● TASK INSTRUCTIONS:
Recast the data below as a numbered list, one item per line, leaving out blank lines and the pictures.
— START SOURCE MATERIAL —
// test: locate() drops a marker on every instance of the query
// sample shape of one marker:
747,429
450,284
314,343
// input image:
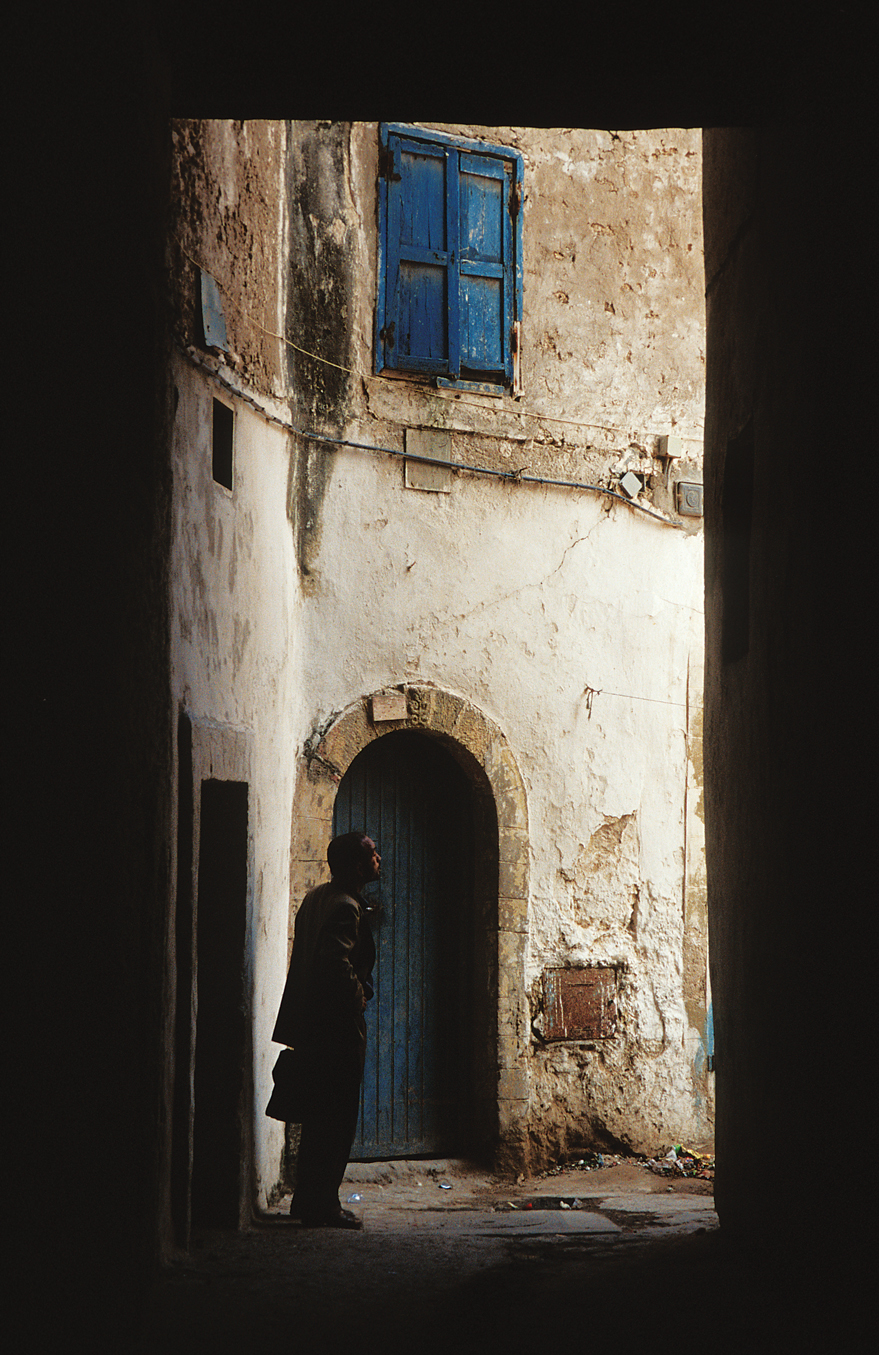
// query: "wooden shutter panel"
421,290
486,254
— END SOURCE MATERIAL —
● TASK SOLUTION:
1. // test: locate() drops a marker on every instance of the query
2. // sample shape of one marker:
3. 747,429
4. 450,284
5. 314,343
6. // input image:
7. // query: "wooden shutter panel"
8. 421,290
9. 486,254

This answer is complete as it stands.